**RECORD EXCERPTS**
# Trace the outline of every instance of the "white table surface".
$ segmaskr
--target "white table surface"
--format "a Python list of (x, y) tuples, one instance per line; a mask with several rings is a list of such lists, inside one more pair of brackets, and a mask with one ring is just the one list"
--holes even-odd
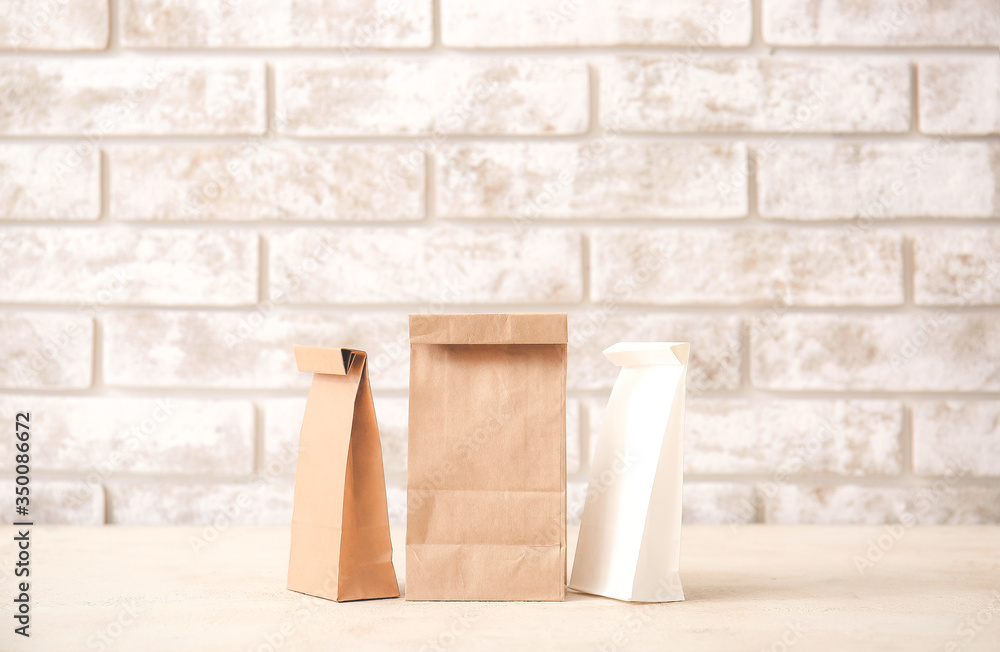
[[(886, 527), (685, 527), (687, 601), (654, 605), (572, 592), (338, 604), (284, 589), (287, 528), (230, 528), (196, 551), (201, 528), (35, 527), (30, 639), (13, 633), (4, 527), (0, 650), (1000, 651), (1000, 528), (898, 527), (898, 539)], [(394, 528), (405, 590), (404, 536)]]

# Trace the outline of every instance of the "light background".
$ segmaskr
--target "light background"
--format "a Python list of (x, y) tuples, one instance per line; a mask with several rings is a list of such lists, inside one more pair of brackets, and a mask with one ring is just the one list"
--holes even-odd
[(686, 522), (1000, 522), (998, 39), (998, 0), (4, 3), (3, 484), (30, 410), (38, 522), (287, 523), (291, 347), (345, 345), (402, 522), (406, 314), (566, 311), (571, 518), (601, 349), (687, 340)]

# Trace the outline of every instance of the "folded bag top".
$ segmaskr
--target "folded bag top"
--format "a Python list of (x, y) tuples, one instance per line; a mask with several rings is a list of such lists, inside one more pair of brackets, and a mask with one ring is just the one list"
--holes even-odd
[(410, 315), (410, 344), (565, 344), (566, 313)]
[(365, 361), (365, 352), (357, 349), (296, 344), (293, 350), (295, 351), (295, 365), (299, 371), (311, 374), (346, 376), (356, 356), (360, 356), (359, 365)]
[(686, 365), (691, 345), (687, 342), (619, 342), (604, 349), (604, 357), (619, 367)]

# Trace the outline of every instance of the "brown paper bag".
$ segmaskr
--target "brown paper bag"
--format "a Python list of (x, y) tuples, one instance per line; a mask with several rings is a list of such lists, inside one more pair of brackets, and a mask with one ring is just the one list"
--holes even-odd
[(566, 315), (410, 315), (407, 600), (562, 600)]
[(299, 437), (288, 588), (340, 602), (397, 597), (367, 356), (296, 346), (295, 362), (314, 375)]

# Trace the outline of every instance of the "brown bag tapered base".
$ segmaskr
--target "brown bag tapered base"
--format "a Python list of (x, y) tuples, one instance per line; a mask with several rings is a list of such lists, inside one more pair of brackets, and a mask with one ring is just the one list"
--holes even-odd
[(288, 588), (339, 602), (398, 597), (367, 356), (296, 346), (295, 361), (314, 375), (299, 437)]

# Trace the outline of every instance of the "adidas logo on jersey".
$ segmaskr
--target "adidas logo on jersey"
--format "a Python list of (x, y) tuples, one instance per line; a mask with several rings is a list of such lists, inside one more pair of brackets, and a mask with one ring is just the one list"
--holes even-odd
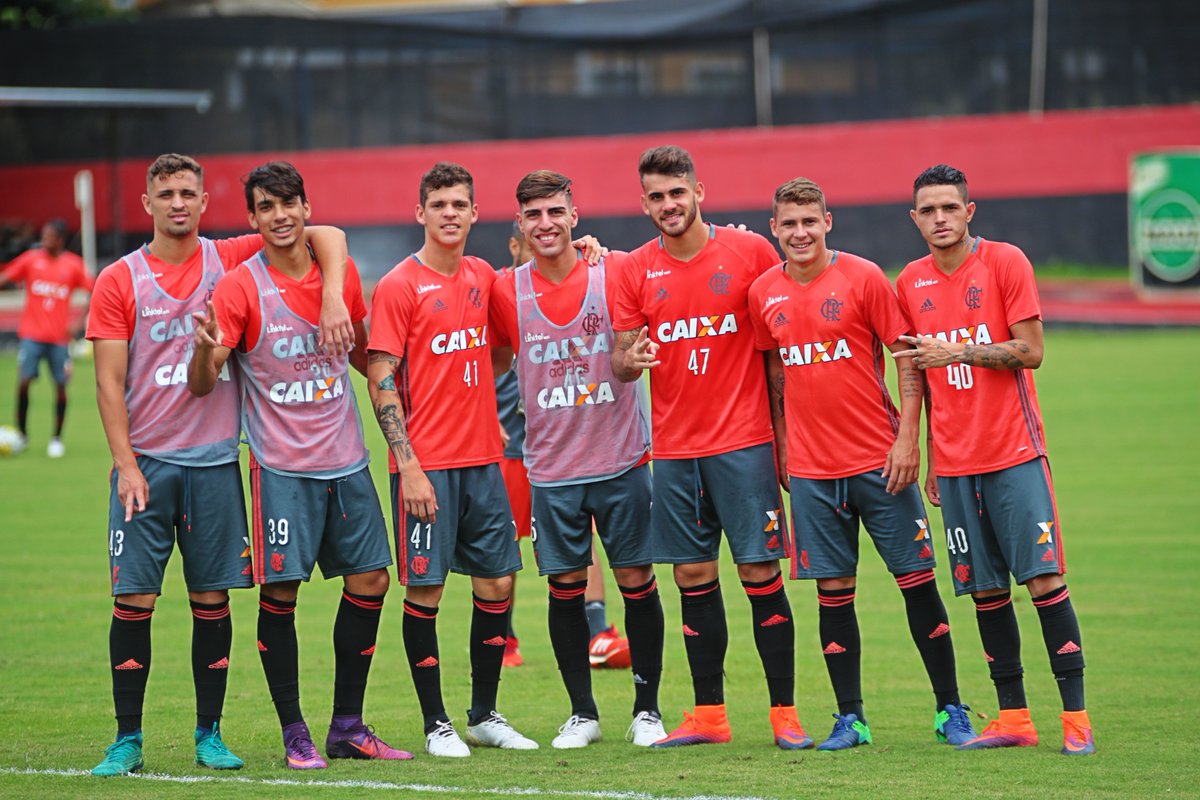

**TASK BRIEF**
Show each line in the data where the string "brown" appears.

**WORKED SOLUTION**
# Trace the outline of every instance of the "brown paper bag".
--target "brown paper bag"
# Trace the outline of every instance of the "brown bag tapered base".
--target "brown bag tapered base"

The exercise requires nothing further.